--- BEGIN EXCERPTED PASSAGE ---

Growing up in Los Angeles and Paris, we both were raised secular and embraced atheism early and easily. It’s not that we didn’t ponder life’s mysteries; it’s just that after we reasoned away our religious questions, we stopped worrying about them and moved on. When we learned about the former pastor Jerry DeWitt’s struggles with being an “outed” atheist in rural Louisiana, we realized for the first time just how difficult being an atheist can be in some communities, where religion is woven deeply into the social fabric.
This Op-Doc video shares those challenges, for Mr. DeWitt as he grapples with his changing social status, and for his community as it struggles to accommodate the idea of secular morality. This difficult conversation is becoming increasingly common in this country: As one Pew Research Center study showed, the percentage of American Christians is on the decline, from 78.4 percent in 2007 to 70.6 percent in 2014, and the number of religiously unaffiliated Americans, including atheists, is steadily growing (from 16.1 percent to 22.8 percent in that same time).

--- END EXCERPTED PASSAGE ---
--- BEGIN PROVIDED DATA ---

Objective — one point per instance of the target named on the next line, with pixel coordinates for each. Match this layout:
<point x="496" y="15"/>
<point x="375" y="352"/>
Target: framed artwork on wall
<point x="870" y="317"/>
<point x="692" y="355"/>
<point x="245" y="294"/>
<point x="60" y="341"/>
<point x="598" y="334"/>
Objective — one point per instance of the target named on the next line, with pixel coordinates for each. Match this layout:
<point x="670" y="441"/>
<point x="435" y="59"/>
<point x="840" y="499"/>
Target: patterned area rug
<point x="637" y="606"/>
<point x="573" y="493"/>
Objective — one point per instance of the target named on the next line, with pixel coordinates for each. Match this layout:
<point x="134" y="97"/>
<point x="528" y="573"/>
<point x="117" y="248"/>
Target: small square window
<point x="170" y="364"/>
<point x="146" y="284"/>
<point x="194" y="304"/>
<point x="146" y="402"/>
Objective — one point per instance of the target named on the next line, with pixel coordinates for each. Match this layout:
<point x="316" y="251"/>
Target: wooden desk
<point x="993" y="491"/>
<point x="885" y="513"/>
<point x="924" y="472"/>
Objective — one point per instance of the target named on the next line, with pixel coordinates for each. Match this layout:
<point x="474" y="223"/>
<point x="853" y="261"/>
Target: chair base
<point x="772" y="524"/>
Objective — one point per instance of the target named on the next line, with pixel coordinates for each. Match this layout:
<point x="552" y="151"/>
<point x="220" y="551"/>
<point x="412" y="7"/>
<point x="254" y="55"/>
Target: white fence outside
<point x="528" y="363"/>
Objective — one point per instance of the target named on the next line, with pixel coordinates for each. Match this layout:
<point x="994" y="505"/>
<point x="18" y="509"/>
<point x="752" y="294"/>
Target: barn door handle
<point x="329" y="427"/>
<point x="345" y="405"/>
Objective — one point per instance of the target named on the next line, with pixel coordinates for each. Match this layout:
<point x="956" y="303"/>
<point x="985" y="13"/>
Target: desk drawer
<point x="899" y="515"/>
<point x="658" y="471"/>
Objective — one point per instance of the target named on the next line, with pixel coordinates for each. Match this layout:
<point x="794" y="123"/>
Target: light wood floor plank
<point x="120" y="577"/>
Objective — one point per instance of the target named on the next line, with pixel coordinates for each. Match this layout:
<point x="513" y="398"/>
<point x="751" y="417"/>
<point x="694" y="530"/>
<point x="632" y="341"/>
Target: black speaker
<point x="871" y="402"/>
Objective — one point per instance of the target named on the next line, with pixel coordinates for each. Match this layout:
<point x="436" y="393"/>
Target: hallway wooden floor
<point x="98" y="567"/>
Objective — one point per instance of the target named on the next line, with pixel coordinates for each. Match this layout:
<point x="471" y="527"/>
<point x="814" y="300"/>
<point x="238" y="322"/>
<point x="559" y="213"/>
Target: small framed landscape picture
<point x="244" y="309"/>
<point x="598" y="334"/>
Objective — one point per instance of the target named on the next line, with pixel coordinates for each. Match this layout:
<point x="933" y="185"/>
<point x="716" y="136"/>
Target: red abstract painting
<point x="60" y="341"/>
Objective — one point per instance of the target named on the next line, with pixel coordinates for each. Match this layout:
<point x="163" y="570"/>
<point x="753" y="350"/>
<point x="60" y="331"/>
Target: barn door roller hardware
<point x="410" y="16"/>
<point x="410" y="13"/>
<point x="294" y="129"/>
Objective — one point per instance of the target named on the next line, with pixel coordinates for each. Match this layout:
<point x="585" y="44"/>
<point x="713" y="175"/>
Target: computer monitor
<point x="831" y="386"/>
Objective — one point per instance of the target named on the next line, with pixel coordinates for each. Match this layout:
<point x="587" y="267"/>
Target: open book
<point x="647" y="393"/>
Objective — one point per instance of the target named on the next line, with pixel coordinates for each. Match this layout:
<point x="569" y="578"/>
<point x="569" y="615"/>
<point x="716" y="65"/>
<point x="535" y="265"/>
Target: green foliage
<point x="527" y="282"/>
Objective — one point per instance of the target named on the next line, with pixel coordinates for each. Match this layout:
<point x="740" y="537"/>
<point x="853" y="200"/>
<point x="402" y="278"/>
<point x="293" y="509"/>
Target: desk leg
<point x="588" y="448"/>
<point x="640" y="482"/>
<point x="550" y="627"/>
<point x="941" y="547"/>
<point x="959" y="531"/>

--- END PROVIDED DATA ---

WHAT TO DO:
a – Reproduce the passage on atheism in full, word for word.
b – Pull out each line of the records that contains the string "desk".
The passage on atheism and the records are unrelated material.

EXERCISE ANSWERS:
a –
Growing up in Los Angeles and Paris, we both were raised secular and embraced atheism early and easily. It’s not that we didn’t ponder life’s mysteries; it’s just that after we reasoned away our religious questions, we stopped worrying about them and moved on. When we learned about the former pastor Jerry DeWitt’s struggles with being an “outed” atheist in rural Louisiana, we realized for the first time just how difficult being an atheist can be in some communities, where religion is woven deeply into the social fabric.
This Op-Doc video shares those challenges, for Mr. DeWitt as he grapples with his changing social status, and for his community as it struggles to accommodate the idea of secular morality. This difficult conversation is becoming increasingly common in this country: As one Pew Research Center study showed, the percentage of American Christians is on the decline, from 78.4 percent in 2007 to 70.6 percent in 2014, and the number of religiously unaffiliated Americans, including atheists, is steadily growing (from 16.1 percent to 22.8 percent in that same time).

b –
Target: wooden desk
Target: desk drawer
Target: desk leg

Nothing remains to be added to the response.